### Data shown
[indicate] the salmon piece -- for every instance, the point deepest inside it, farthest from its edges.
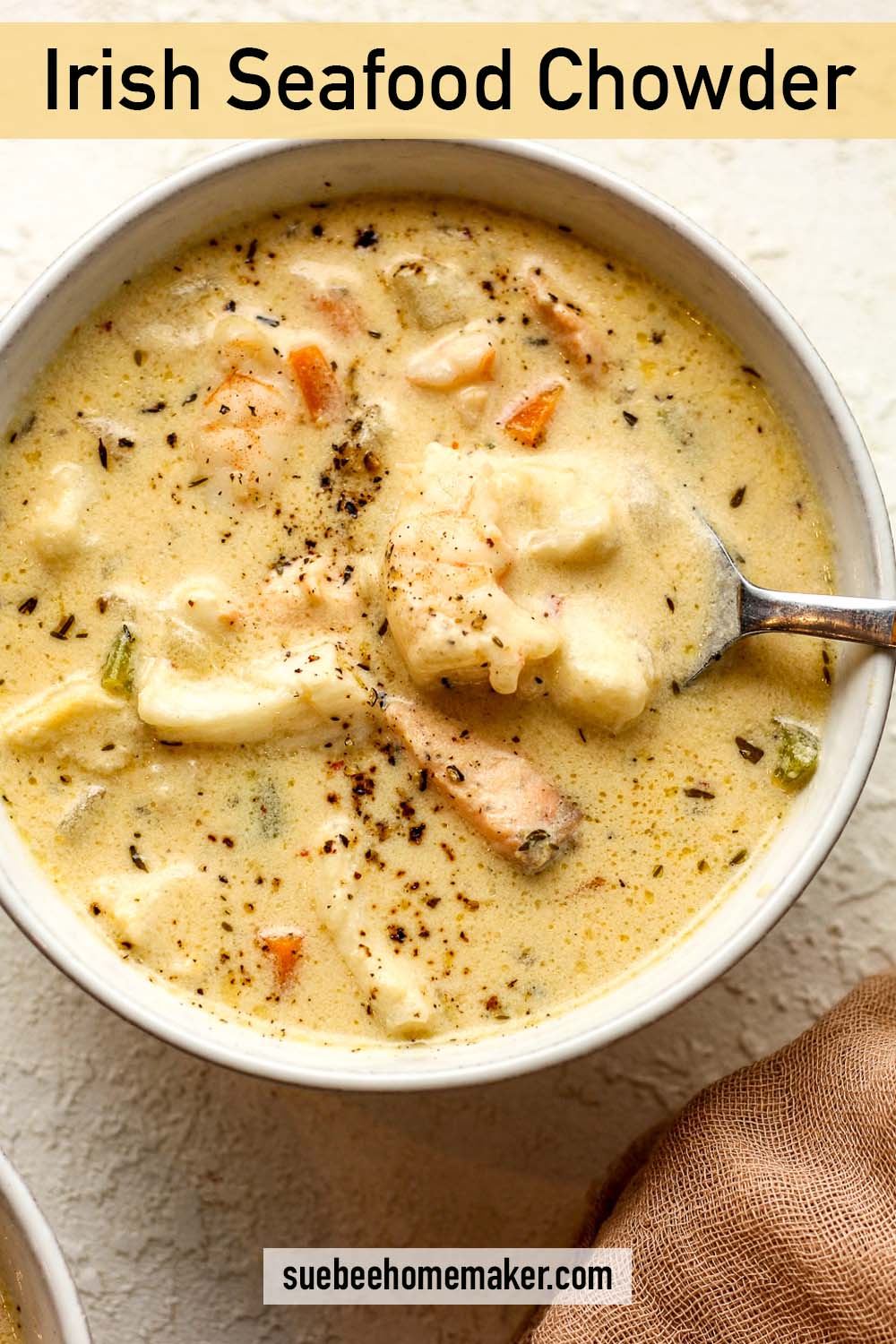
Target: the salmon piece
(513, 806)
(575, 336)
(528, 419)
(317, 382)
(284, 948)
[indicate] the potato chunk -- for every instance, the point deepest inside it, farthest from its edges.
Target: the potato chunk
(301, 694)
(387, 969)
(602, 675)
(429, 292)
(142, 910)
(447, 612)
(460, 358)
(557, 508)
(58, 529)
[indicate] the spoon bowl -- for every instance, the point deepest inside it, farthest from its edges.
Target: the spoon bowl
(743, 609)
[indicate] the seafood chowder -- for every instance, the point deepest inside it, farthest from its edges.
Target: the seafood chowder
(354, 569)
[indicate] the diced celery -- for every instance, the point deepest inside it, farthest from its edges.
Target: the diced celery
(117, 671)
(797, 753)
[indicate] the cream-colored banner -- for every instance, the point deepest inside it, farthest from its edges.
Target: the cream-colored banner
(638, 80)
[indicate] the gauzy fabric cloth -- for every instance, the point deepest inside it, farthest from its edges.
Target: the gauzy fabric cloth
(766, 1212)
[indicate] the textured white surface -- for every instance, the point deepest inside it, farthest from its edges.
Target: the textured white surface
(164, 1177)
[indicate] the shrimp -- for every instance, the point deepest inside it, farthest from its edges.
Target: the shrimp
(244, 435)
(462, 357)
(445, 559)
(575, 335)
(519, 812)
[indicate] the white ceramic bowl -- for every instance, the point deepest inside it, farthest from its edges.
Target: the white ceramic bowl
(32, 1269)
(605, 209)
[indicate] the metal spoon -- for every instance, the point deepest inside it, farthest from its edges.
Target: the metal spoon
(745, 609)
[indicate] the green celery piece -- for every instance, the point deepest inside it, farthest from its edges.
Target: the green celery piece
(117, 671)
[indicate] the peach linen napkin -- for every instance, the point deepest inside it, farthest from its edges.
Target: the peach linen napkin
(766, 1211)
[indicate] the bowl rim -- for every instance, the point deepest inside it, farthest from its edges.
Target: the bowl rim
(47, 1254)
(519, 1059)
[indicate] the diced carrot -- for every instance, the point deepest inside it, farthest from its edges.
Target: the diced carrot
(317, 382)
(340, 309)
(284, 946)
(528, 419)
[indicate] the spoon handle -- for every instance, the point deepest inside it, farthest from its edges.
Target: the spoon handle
(863, 620)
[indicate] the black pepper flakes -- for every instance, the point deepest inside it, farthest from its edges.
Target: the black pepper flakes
(62, 629)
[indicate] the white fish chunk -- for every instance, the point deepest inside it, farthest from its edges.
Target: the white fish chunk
(72, 703)
(58, 526)
(445, 559)
(303, 694)
(557, 508)
(452, 360)
(603, 675)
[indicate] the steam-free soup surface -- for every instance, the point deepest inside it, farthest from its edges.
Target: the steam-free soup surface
(354, 566)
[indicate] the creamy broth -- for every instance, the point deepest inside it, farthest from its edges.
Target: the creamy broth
(421, 459)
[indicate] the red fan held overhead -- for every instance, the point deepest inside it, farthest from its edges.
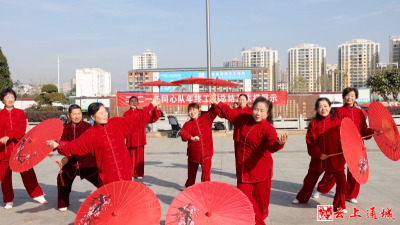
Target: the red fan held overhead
(159, 83)
(210, 203)
(389, 141)
(354, 151)
(121, 202)
(32, 148)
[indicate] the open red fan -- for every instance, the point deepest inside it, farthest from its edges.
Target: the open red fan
(354, 151)
(121, 202)
(389, 141)
(32, 147)
(209, 203)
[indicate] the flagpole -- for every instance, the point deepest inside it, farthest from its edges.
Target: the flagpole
(208, 42)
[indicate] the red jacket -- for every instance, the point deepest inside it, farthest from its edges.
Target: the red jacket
(107, 144)
(139, 137)
(256, 143)
(198, 151)
(239, 110)
(357, 116)
(324, 137)
(12, 124)
(70, 133)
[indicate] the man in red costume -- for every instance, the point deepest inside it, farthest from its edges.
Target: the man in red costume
(198, 133)
(257, 140)
(106, 141)
(12, 129)
(135, 142)
(357, 116)
(84, 166)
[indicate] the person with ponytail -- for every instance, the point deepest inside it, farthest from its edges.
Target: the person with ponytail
(257, 140)
(323, 139)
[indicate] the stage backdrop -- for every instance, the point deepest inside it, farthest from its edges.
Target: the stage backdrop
(184, 98)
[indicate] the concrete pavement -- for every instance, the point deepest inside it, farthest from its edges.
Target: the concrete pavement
(165, 173)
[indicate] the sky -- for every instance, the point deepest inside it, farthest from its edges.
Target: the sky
(105, 34)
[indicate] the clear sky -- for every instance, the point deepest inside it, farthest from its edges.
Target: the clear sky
(106, 34)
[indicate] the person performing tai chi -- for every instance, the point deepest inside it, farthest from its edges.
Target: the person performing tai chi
(323, 139)
(12, 129)
(84, 166)
(135, 142)
(348, 110)
(257, 140)
(106, 141)
(198, 133)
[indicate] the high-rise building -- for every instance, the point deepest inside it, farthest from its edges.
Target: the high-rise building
(93, 82)
(147, 60)
(394, 50)
(359, 58)
(233, 63)
(308, 61)
(263, 57)
(73, 82)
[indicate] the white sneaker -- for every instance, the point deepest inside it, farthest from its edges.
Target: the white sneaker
(9, 205)
(316, 194)
(353, 200)
(40, 199)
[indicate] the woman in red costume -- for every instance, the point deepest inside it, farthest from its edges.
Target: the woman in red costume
(135, 142)
(12, 129)
(323, 139)
(82, 166)
(357, 116)
(198, 133)
(257, 140)
(106, 141)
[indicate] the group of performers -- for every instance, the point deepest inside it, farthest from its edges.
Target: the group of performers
(113, 149)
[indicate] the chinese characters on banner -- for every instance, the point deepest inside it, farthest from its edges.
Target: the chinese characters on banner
(325, 213)
(202, 98)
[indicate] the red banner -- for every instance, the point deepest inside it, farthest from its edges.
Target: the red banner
(184, 98)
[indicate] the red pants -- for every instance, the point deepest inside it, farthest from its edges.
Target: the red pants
(352, 187)
(192, 171)
(28, 178)
(68, 176)
(311, 180)
(137, 156)
(258, 193)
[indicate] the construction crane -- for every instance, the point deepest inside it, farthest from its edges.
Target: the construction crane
(345, 76)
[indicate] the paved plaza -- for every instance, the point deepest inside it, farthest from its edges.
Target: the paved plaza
(165, 173)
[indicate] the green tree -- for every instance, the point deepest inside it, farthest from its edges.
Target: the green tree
(5, 79)
(299, 85)
(49, 95)
(384, 82)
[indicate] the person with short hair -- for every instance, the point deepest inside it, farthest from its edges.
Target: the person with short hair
(135, 142)
(84, 166)
(323, 139)
(12, 128)
(198, 133)
(257, 140)
(348, 110)
(106, 141)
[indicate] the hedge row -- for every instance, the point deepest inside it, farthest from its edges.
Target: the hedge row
(37, 116)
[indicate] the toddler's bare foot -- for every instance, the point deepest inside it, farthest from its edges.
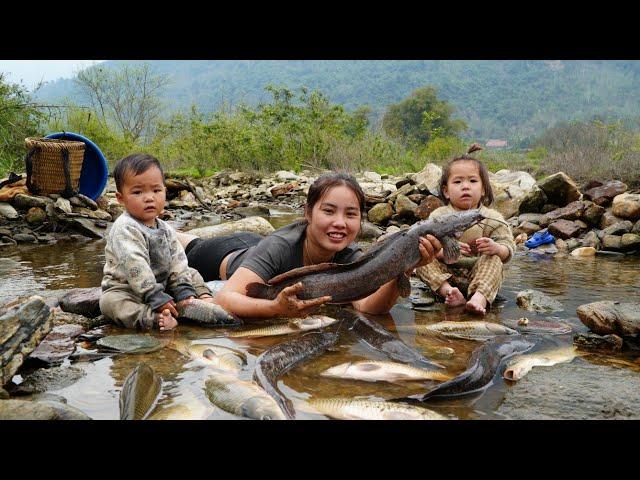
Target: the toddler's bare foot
(454, 298)
(166, 321)
(477, 304)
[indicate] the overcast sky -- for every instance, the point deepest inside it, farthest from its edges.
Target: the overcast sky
(30, 72)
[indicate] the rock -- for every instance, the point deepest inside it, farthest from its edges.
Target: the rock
(45, 379)
(82, 301)
(57, 345)
(584, 252)
(369, 231)
(8, 211)
(611, 242)
(564, 229)
(627, 205)
(578, 390)
(618, 228)
(526, 227)
(603, 195)
(22, 328)
(380, 213)
(560, 189)
(428, 205)
(279, 190)
(285, 176)
(25, 202)
(64, 205)
(407, 189)
(592, 214)
(372, 177)
(606, 317)
(536, 301)
(530, 217)
(533, 201)
(405, 208)
(609, 219)
(630, 241)
(257, 225)
(428, 176)
(36, 215)
(25, 410)
(591, 240)
(509, 189)
(591, 341)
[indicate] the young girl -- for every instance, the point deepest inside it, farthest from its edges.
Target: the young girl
(464, 185)
(332, 216)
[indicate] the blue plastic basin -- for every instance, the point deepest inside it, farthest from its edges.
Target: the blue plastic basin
(95, 171)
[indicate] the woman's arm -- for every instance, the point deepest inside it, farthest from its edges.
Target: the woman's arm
(233, 298)
(383, 299)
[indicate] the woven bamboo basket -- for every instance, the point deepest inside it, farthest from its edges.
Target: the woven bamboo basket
(53, 166)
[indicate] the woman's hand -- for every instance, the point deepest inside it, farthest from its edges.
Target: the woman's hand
(428, 247)
(488, 246)
(289, 305)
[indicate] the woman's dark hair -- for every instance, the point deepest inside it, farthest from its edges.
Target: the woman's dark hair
(329, 180)
(487, 198)
(134, 164)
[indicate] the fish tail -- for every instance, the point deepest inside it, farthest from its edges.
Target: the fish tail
(260, 290)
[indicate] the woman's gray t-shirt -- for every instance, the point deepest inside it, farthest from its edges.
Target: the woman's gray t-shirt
(280, 252)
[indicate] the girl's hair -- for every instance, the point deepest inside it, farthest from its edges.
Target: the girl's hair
(329, 180)
(487, 198)
(134, 164)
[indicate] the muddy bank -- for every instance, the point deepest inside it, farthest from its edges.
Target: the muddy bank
(559, 393)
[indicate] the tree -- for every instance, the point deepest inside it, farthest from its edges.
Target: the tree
(421, 117)
(127, 97)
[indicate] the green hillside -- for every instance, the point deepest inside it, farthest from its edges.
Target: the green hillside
(497, 99)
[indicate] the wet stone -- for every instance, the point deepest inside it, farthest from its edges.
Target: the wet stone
(592, 341)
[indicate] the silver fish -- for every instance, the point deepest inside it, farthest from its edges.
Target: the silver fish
(349, 409)
(242, 398)
(140, 393)
(518, 367)
(374, 371)
(294, 325)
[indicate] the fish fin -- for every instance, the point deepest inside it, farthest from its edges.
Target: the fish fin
(450, 250)
(302, 271)
(404, 286)
(260, 290)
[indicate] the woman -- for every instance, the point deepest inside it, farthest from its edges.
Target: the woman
(332, 216)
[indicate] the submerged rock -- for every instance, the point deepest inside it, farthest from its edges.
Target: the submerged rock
(40, 410)
(22, 328)
(536, 301)
(607, 317)
(82, 301)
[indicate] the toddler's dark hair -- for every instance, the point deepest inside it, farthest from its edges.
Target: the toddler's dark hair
(487, 198)
(134, 164)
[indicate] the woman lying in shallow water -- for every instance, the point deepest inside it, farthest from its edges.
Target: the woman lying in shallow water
(332, 218)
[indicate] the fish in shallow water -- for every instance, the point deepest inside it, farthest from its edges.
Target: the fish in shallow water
(294, 325)
(206, 313)
(473, 330)
(374, 371)
(281, 358)
(525, 325)
(242, 398)
(517, 367)
(378, 338)
(482, 367)
(216, 356)
(383, 262)
(350, 409)
(140, 393)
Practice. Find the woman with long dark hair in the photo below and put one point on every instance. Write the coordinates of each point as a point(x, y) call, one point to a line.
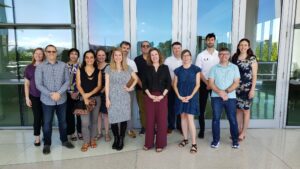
point(88, 81)
point(245, 59)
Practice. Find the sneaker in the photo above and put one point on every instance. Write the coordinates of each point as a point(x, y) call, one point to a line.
point(214, 145)
point(201, 135)
point(142, 131)
point(131, 134)
point(46, 149)
point(68, 144)
point(235, 145)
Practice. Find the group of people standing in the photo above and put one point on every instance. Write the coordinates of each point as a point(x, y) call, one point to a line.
point(169, 93)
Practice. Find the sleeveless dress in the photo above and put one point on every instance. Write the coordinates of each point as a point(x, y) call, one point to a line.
point(186, 84)
point(103, 108)
point(119, 110)
point(242, 92)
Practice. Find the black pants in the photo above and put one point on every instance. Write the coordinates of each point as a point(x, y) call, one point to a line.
point(203, 96)
point(37, 114)
point(171, 112)
point(115, 129)
point(70, 117)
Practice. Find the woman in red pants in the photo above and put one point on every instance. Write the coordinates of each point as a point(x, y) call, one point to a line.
point(156, 84)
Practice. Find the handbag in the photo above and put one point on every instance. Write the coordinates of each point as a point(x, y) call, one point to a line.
point(82, 109)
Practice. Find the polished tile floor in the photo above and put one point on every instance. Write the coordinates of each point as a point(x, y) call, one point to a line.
point(262, 149)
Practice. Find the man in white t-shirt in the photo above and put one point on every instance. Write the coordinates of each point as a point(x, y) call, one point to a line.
point(206, 60)
point(125, 46)
point(173, 62)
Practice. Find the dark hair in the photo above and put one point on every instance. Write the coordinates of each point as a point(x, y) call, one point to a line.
point(144, 42)
point(161, 58)
point(83, 60)
point(125, 43)
point(185, 51)
point(50, 45)
point(176, 43)
point(210, 35)
point(73, 50)
point(224, 49)
point(238, 52)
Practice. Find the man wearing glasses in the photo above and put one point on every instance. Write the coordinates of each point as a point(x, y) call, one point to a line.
point(141, 63)
point(52, 79)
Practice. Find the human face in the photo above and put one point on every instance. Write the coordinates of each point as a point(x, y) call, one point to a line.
point(210, 42)
point(73, 56)
point(145, 47)
point(89, 59)
point(118, 57)
point(243, 47)
point(176, 49)
point(38, 56)
point(154, 56)
point(101, 56)
point(224, 56)
point(51, 53)
point(186, 58)
point(125, 49)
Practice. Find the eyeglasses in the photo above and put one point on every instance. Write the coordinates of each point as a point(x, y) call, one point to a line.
point(145, 46)
point(49, 51)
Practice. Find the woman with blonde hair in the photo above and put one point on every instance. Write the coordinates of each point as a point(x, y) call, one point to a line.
point(117, 89)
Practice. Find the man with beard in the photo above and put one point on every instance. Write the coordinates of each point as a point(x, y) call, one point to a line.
point(206, 60)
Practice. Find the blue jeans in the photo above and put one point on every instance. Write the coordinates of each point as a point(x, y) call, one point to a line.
point(217, 105)
point(48, 112)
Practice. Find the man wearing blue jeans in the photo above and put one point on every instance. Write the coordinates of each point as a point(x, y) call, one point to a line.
point(52, 79)
point(224, 78)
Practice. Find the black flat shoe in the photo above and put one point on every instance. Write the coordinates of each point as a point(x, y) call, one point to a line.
point(37, 144)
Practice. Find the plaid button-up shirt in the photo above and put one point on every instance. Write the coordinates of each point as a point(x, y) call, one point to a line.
point(52, 78)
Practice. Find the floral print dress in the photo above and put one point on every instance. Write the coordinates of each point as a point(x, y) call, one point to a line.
point(242, 92)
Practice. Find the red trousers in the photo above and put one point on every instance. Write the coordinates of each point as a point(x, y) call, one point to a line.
point(156, 119)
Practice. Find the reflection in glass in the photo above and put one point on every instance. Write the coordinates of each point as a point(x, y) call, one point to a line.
point(29, 39)
point(293, 117)
point(262, 28)
point(6, 14)
point(106, 25)
point(45, 11)
point(214, 17)
point(9, 111)
point(157, 31)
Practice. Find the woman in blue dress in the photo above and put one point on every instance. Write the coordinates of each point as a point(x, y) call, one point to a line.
point(186, 85)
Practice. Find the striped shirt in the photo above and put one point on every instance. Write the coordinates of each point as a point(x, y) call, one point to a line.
point(52, 78)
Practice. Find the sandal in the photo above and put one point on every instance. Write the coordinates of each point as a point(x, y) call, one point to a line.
point(85, 147)
point(79, 135)
point(73, 137)
point(183, 143)
point(107, 137)
point(93, 143)
point(193, 148)
point(158, 150)
point(100, 135)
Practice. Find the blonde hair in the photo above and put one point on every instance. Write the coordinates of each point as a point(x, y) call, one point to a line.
point(33, 59)
point(113, 64)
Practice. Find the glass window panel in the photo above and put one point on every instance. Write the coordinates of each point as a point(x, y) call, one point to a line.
point(8, 64)
point(6, 12)
point(262, 28)
point(106, 25)
point(29, 39)
point(293, 117)
point(214, 17)
point(9, 109)
point(45, 11)
point(157, 31)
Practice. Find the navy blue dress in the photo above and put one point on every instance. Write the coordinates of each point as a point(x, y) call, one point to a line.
point(186, 84)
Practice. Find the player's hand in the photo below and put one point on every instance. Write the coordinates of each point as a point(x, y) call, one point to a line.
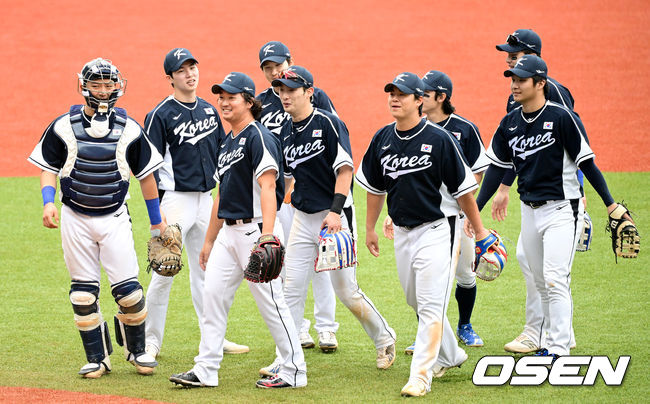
point(332, 221)
point(372, 242)
point(50, 216)
point(500, 205)
point(205, 254)
point(389, 232)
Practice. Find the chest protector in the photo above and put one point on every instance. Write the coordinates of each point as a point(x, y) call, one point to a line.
point(94, 182)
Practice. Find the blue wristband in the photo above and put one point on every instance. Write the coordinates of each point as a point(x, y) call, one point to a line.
point(48, 192)
point(153, 208)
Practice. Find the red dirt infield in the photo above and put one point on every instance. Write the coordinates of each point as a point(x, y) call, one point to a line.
point(597, 49)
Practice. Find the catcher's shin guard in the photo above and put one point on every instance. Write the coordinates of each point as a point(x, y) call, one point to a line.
point(93, 329)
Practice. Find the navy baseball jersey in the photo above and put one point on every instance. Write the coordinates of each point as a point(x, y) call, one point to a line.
point(314, 149)
point(94, 171)
point(422, 170)
point(556, 93)
point(273, 115)
point(187, 136)
point(241, 161)
point(545, 148)
point(470, 141)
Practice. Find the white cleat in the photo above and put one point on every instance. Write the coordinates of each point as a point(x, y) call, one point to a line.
point(231, 348)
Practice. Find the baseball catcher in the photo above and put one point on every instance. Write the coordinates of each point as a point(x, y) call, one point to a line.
point(265, 262)
point(164, 251)
point(625, 236)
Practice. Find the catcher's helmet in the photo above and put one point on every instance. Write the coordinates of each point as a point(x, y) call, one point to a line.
point(100, 70)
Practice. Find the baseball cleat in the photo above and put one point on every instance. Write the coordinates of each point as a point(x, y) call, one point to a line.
point(468, 336)
point(306, 341)
point(414, 388)
point(327, 341)
point(521, 344)
point(272, 369)
point(439, 371)
point(94, 370)
point(410, 349)
point(186, 379)
point(275, 382)
point(230, 347)
point(385, 356)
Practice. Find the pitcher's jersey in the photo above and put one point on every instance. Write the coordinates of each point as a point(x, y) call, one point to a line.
point(187, 136)
point(273, 115)
point(545, 150)
point(556, 93)
point(242, 160)
point(422, 170)
point(470, 141)
point(314, 149)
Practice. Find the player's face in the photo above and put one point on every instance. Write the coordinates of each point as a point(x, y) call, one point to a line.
point(403, 105)
point(186, 78)
point(272, 70)
point(233, 107)
point(295, 101)
point(101, 89)
point(511, 60)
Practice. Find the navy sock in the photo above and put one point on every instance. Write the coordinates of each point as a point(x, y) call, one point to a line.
point(465, 298)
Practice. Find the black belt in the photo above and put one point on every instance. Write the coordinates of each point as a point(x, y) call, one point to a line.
point(232, 222)
point(535, 204)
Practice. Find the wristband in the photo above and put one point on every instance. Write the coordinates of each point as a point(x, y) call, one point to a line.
point(153, 208)
point(48, 192)
point(337, 203)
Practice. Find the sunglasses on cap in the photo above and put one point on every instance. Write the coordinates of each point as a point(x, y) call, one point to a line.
point(293, 76)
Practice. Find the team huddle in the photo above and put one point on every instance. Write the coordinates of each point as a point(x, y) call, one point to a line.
point(282, 179)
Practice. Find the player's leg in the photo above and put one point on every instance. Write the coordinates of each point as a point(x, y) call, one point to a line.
point(80, 252)
point(348, 291)
point(117, 255)
point(466, 291)
point(561, 232)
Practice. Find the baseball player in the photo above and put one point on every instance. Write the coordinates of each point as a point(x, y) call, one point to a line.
point(545, 142)
point(519, 43)
point(251, 189)
point(437, 107)
point(318, 158)
point(274, 59)
point(422, 169)
point(185, 129)
point(93, 149)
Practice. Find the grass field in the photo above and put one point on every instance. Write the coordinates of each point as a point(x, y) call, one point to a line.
point(40, 347)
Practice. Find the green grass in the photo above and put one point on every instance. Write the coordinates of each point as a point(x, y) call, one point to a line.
point(40, 346)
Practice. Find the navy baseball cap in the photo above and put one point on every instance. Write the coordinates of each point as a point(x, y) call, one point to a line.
point(274, 51)
point(408, 83)
point(522, 40)
point(175, 58)
point(437, 81)
point(295, 77)
point(528, 66)
point(235, 83)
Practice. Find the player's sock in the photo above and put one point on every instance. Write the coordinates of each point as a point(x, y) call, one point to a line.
point(465, 298)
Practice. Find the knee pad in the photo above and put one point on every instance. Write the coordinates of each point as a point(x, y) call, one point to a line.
point(130, 297)
point(93, 329)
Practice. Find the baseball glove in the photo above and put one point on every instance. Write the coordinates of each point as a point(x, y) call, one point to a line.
point(625, 236)
point(164, 251)
point(265, 262)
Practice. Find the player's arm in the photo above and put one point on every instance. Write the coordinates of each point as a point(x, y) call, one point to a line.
point(211, 234)
point(48, 190)
point(267, 200)
point(341, 188)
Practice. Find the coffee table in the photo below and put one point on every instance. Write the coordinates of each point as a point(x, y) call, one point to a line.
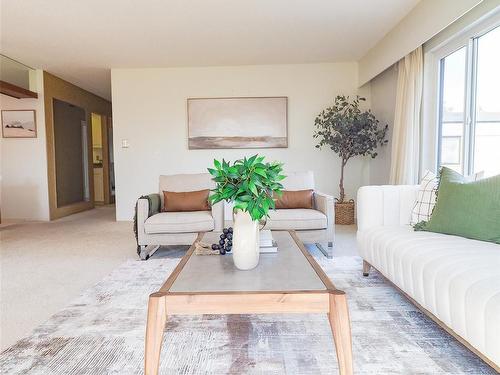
point(289, 281)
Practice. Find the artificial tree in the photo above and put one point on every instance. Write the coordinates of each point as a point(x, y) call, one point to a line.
point(349, 132)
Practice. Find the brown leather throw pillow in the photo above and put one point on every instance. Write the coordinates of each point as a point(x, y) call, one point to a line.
point(295, 199)
point(186, 201)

### Exercise task
Rescale the material, beginning at the line that contains "Practice. Find the grass" and stopping after the line that contains "point(40, 346)". Reproduce every line in that span, with each coordinate on the lines consisting solely of a point call multiplied by 2.15 and rounded to a whole number (halves rounded up), and all other text copied unchanged.

### Solution
Practice. Find the grass field in the photo above and put one point on every instance. Write the coordinates of each point as a point(x, y) call, one point to a line.
point(86, 746)
Practice. Find the green grass in the photo above and put one point on every instance. Write the coordinates of each point as a point(x, y) call, one point to a line.
point(86, 744)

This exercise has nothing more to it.